§ **Stated exercise A**: According to the patent text on the recording device, what does FIG. 12 show?
§ **Stated exercise B**: Pick up the patent text on the recording device and continue it from its last sentence.

** START OF Selected excerpt **

BRIEF DESCRIPTION OF DRAWINGS

FIG. 1 is a front view illustrating a schematic configuration of a recording device according to an exemplary embodiment.

FIG. 2 is a block diagram, illustrating the schematic configuration of the recording device.

FIG. 3 is a schematic view illustrating an example of an array of nozzles in a head.

FIG. 4 is an enlarged plan view illustrating a recording unit.

FIG. 5 is an enlarged side view illustrating the recording unit.

FIG. 6 is a diagram illustrating an image of a ruled line recorded in a medium.

FIG. 7 is a diagram illustrating landing positions of droplets.

FIG. 8 is a diagram illustrating the landing positions of the droplets.

FIG. 9 is a diagram illustrating the landing positions of the droplets.

FIG. 10 is a diagram illustrating the landing positions of the droplets.

FIG. 11 is a diagram illustrating the landing positions of the droplets.

FIG. 12 is a graph illustrating a relationship between a second spacing and a width of a vertical ruled line.

FIG. 13 is an enlarged side view illustrating a recording unit of a recording device according to Modification 1.

FIG. 14 is a diagram illustrating landing positions of droplets.

FIG. 15 is an enlarged side view illustrating a recording unit of a recording device according to Modification 2.

FIG. 16 is an enlarged plan view illustrating a recording unit of a recording device according to Modification 3.

FIG. 17 is an enlarged plan view illustrating a recording unit of a recording device according to Modification 4.

FIG. 18 is an enlarged plan view illustrating the recording unit of the recording device.

DESCRIPTION OF EMBODIMENTS

With reference to the drawings, description is given below of an exemplary embodiment of the present disclosure. The following is one exemplary embodiment of the present disclosure and are not intended to limit the present disclosure. Note that the respective drawings may be illustrated not-to-scale, for illustrative clarity. Also, as for coordinates given in the drawings, it is assumed that both directions along a Z-axis correspond to an up/down direction where a +Z direction is an upward direction; both directions along an X-axis correspond to a front/rear direction where a −X direction is a frontward direction; both directions along a Y-axis correspond to a left/right direction where a +Y direction is a leftward direction; and an X-Y plane is a horizontal plane. In addition, a tip of the arrow indicating each axis is defined as a positive direction and a base end is defined as a negative direction. In addition, both directions along the X axis correspond to a main scanning direction, the Y axis corresponds to a sub scanning direction, and the Z axis corresponds to a vertical direction.

** END OF Selected excerpt **
** START OF Records supplied **

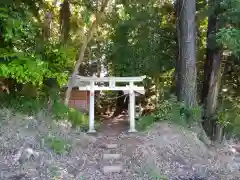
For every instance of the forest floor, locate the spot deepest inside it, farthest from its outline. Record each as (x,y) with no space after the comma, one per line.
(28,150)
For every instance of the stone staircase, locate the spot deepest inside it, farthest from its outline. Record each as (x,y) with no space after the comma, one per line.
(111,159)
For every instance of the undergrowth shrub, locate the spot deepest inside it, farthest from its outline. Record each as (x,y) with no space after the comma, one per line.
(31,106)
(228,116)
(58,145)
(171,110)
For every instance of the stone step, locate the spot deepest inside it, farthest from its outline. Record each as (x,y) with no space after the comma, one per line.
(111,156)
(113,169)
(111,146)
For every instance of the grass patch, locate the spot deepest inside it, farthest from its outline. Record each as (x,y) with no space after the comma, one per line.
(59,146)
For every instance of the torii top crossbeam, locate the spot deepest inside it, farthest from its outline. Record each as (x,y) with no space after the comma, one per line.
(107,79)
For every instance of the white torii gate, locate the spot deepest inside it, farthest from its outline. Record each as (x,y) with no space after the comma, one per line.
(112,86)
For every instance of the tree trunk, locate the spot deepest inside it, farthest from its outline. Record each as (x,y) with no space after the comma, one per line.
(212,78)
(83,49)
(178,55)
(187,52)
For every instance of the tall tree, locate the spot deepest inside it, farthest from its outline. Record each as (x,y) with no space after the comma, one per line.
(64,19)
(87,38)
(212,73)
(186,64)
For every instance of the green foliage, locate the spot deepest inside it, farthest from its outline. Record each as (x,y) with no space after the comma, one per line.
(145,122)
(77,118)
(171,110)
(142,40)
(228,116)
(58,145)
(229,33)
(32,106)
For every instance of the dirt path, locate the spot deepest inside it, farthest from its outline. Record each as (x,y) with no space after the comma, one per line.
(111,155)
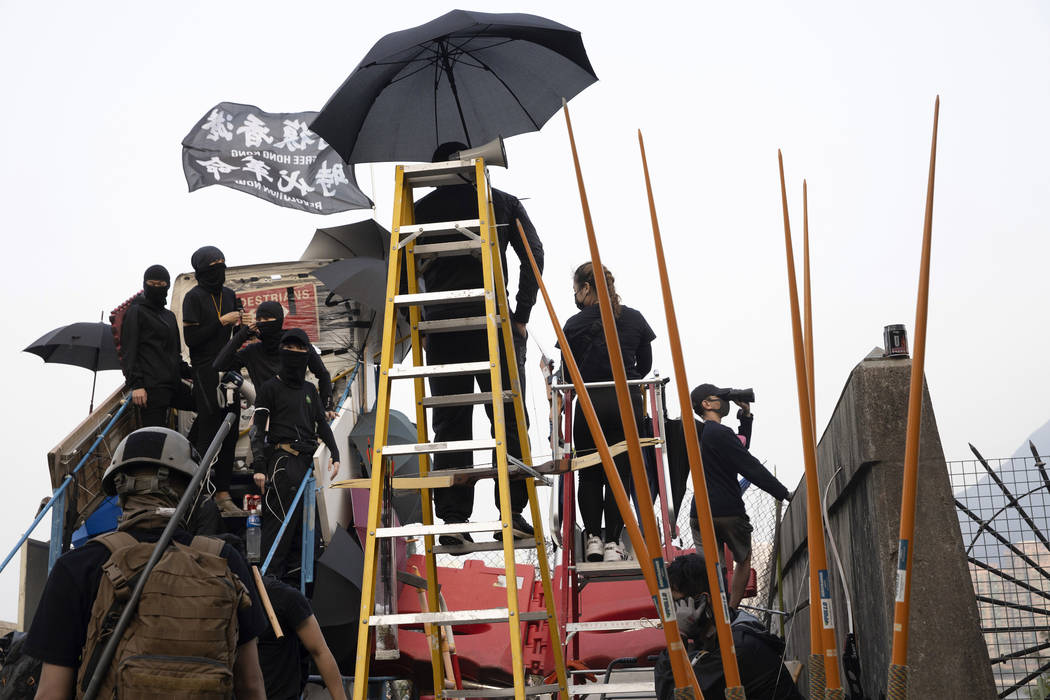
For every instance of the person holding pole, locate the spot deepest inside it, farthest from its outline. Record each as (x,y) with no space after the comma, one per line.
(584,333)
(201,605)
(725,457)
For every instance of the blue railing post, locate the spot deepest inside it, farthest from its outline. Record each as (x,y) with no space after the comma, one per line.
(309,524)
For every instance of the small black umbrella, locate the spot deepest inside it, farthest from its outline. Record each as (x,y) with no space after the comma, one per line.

** END OF Records supplied **

§ **Exercise answer A**: A graph of the relationship between a second spacing and the width of a vertical ruled line.

§ **Exercise answer B**:
1. Exemplary Embodiment
FIG. 1 is a front view illustrating a schematic configuration of a recording device 1 according to an exemplary embodiment. FIG. 2 is a block diagram illustrating the schematic configuration of the recording device 1. FIG. 3 is a schematic view illustrating an example of an array of nozzles in a head 13. FIG. 4 is an enlarged plan view illustrating a recording unit 10. FIG. 5 is an enlarged side view illustrating the recording unit 10. Note that FIG. 3 illustrates a state in which a nozzle surface 13S of a head 13 is viewed from below. FIG. 4 illustrates a state in which the recording unit 10 is viewed from above. FIG. 5 illustrates a state in which the recording unit 10 is viewed along the Y-axis.
First, the configuration of the recording device 1 will be described with reference to FIGS. 1 to 5.
The recording device 1 includes a printer 100, and an image processing apparatus 110 coupled to the printer 100. The printer 100 is an inkjet printer that records a desired image on a medium 5 having an elongated shape, which is supplied in a state of being wound into a roll, based on recording data received from the image processing apparatus 110.
The basic configuration of the image processing apparatus 110 will be described.
As illustrated in FIGS. 1 and 2, the image processing apparatus 110 includes a printer control unit 111, an input unit 112, a display unit 113, a storage unit 114, etc. The image processing apparatus 110 controls recording jobs to be recorded by the printer 100. In a preferred example, the image processing apparatus 110 is configured using a personal computer.
Software operated by the image processing apparatus 110 includes general image processing application software that handles image data to be recorded, and printer driver software that controls the printer 100 and generates recording data for the printer 100 to execute recording. Hereinafter, the image processing application software is referred to as an application, and the printer driver software is referred to as a printer driver. That is, the image processing apparatus 110 controls the printer 100 via the recording data for allowing the printer 100 to record a recording image based on the image data. Note that the printer driver is not limited to a configuration example as a functional unit using software but may also be configured using firmware, for example.
The printer control unit 111 includes a CPU (Central Processing Unit) 115, an ASIC (Application Specific Integrated Circuit) 116, a DSP (Digital Signal Processor) 117, a memory 118, an interface 119, etc. The printer control unit 111 and centrally manages the entire recording device 1.
The input unit 112 is an information input means serving as a human interface. Specifically, the input unit 112 is, for example, a port, etc. for coupling a keyboard, a mouse pointer, or an information input device.
The display unit 113 is an information display means serving as a human interface, and displays information inputted from the input unit 112, an image to be recorded by the printer 100, information related to a recording job, etc., based on the control of the printer control unit 111.
The storage unit 114 is a rewritable storage medium such as a hard disk drive (HDD) or a memory card, and stores software run by the image processing apparatus 110, an image to be recorded, information related to a recording job, etc.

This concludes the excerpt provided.